Tekstfragment ::

.....

Interreg is 30 jaar oud. Het programma stimuleert kennisinstellingen om grensoverschrijdend samen te werken aan gezamenlijke uitdagingen en kansen in de regio. Interreg heeft 170 miljoen Europeanen in grensregio’s dichter bij elkaar gebracht en nieuwe kansen voor samenwerking gecreëerd. Om het programma te optimaliseren heeft de Europese Commissie een aantal specifieke aanpassingen voorgesteld. In dit artikel bespreekt Neth-ER de stand van zaken en wat Interreg ook in de toekomst voor de kennissector kan betekenen.


Hoera! Interreg is 30 jaar oud, de stand van zaken

Interreg biedt samenwerkingskansen

Tijdens de 30e verjaardag van het programma Interrreg heeft Elisa Ferreira, Eurocommissaris voor Cohesie en Hervormingen, het programma als succesvol omschreven. Zo heeft het door de jaren heen meer dan 170 miljoen Europeanen in grensregio’s dichter bij elkaar gebracht en nieuwe kansen voor samenwerking gecreëerd. Maar, er zijn ook andere geluiden. Zo wordt door kennisinstellingen beargumenteerd dat er kansen zijn voor verbetering, met name als het gaat om versimpeling en coördinatie. Positief voor het kennisveld is dan weer dat de Europese Commissie heeft voorgesteld om in het cohesiebeleid voor de periode 2021-2027 een (nog) grotere focus te leggen op innovatie, digitale technologieën en industriële modernisatie. Het Europees Parlement doet daar een schepje bovenop en heeft het signaal afgegeven dat het voorstel zich (nog veel) sterker zou moeten richten op innovatie, vanwege de aanzienlijke potentiële overloopeffecten over nationale en regionale grenzen en vanwege een hoge toegevoegde waarde.

Het belang van Interreg voor het Nederlands kennisveld

Interreg wordt door het Nederlands kennisveld gezien als een waardevol instrument, vanwege de innovatiegerichte onderzoeksactiviteiten die gerealiseerd kunnen worden in samenwerkingsverbanden, zonder de barrière van grenzen. Het programma draagt sterk bij aan de realisatie van praktisch toepasbare en innovatieve kennis en financiële middelen binnen onderzoek en onderwijs. Daarbij heeft Nederland een gunstige geografische ligging voor Interreg-projecten, met een locatie aan de Noordzee en grenzen met Duitsland en België.

.....

Gegevensfragment ::
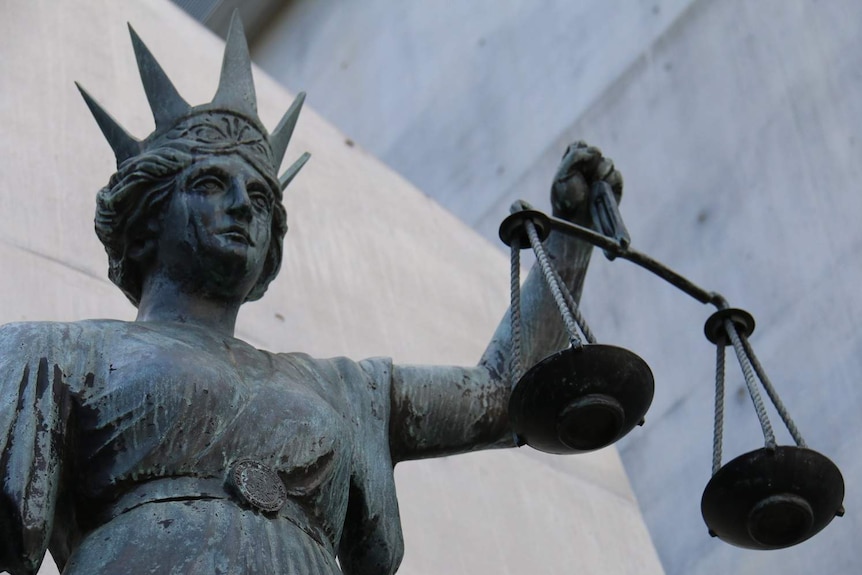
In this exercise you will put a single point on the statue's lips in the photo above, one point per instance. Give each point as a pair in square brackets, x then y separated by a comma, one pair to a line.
[237, 234]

.....

Takenlijst ::
1. Herhaal uit de tekst over Interreg woordelijk het stuk van "Interreg wordt door" tot "Duitsland en België.".
2. Pak de tekst over Interreg op na de laatste zin en schrijf hem verder.

Resultaten ::
1.
Interreg wordt door het Nederlands kennisveld gezien als een waardevol instrument, vanwege de innovatiegerichte onderzoeksactiviteiten die gerealiseerd kunnen worden in samenwerkingsverbanden, zonder de barrière van grenzen. Het programma draagt sterk bij aan de realisatie van praktisch toepasbare en innovatieve kennis en financiële middelen binnen onderzoek en onderwijs. Daarbij heeft Nederland een gunstige geografische ligging voor Interreg-projecten, met een locatie aan de Noordzee en grenzen met Duitsland en België.

2.
Voor Interreg-projecten in het algemeen geldt dat zij een hoog Technology Readiness Level (TRL) kunnen bereiken. Dit wil zeggen dat het gaat om technologie die technisch en commercieel gereed is. Ook dit maakt Interreg voor de Nederlandse kennisinstellingen, universiteiten en het bedrijfsleven een waardevol instrument. Een bijkomend voordeel van het hoge TRL-niveau dat Interreg weet te bereiken, is dat er complementariteit is met andere Europese programma’s. Het lijkt erop dat een succesvolle ervaring met het ene Europese Kaderprogramma voor Onderzoek & Innovatie, de barrière voor deelname aan een Interreg-programma verkleint, omdat projecten in lagere TRL-niveaus (zoals Horizon met niveau 1 t/m 3) een basis kunnen vormen voor vervolgprojecten in hogere TRL-niveaus (zoals Interreg met niveau 4 t/m 6).

Nederlandse Interreg-projecten uitgelicht

Het beschikbare budget voor Nederland in het huidige Interreg-programma (2014-2020) is 348 miljoen euro, aangevuld met een 50% financiering door de (lokale) overheid en bedrijven. Op dit moment zijn er diverse (inhoudelijk) zeer succesvolle projecten in Nederland die lopen via het Interreg-programma. Een daarvan is Skills Navigator, dat via het programmagebied Interreg Vlaanderen-Nederland, wordt ge-co-financiert. Het project brengt de vaardigheden in kaart die zijn vereist voor (toekomstige) banen in de steden Antwerpen, Gent, Terneuzen en Rotterdam. In de grensregio, en specifiek in deze grote havensteden, is de mismatch tussen arbeidsvraag en -aanbod een groot knelpunt. Via het Interreg-project wordt grensoverschrijdende samenwerking tussen havensteden mogelijk gemaakt om het probleem nader te onderzoeken en aan te pakken. Diverse mbo-scholen en hogescholen nemen deel aan het programma, waaronder Scalda en de STC-group.

Een ander Interreg VA-project van Interreg Vlaanderen-Nederland was het Euregional PACT, dat onder leiding van de Universiteit Maastricht via Interreg een virtueel onderzoekslaboratorium tot stand heeft gebracht en een aantal basistechnologieën heeft ontwikkeld in de strijd tegen huidkanker. Het Interreg-programmagebied heeft er met financiering en een netwerk voor gezorgd dat grensverleggend onderzoek plaatsvond tussen universiteiten in België en Nederland.

Andere programmagebieden waar Nederland aan deelneemt zijn Interreg Noord-West Europa en 2 Zeeën. Dit laatste programmagebied focust zich op projecten in de regio van het Verenigd Koninkrijk, Frankrijk, Nederland en Vlaanderen, om natuurlijke hulpbronnen te beschermen en een groene economie te bevorderen. Een van de projecten is Polder2C’s, dat als doel heeft om de regio voor te bereiden op klimaatverandering door klimaatadaptatie. Grensoverschrijdende samenwerking tussen de 2 Zeeënlanden is noodzakelijk om gezamenlijke uitdagingen op te lossen; overstromingen en natuurgebieden stoppen immers niet bij een grens. Van grote waarde is daarnaast de verzameling aan benaderingen en expertise die aanwezig is in de regio. Aan het project nemen onder andere de TU Delft en de HZ University of Applied Sciences (Hogeschool Zeeland) deel.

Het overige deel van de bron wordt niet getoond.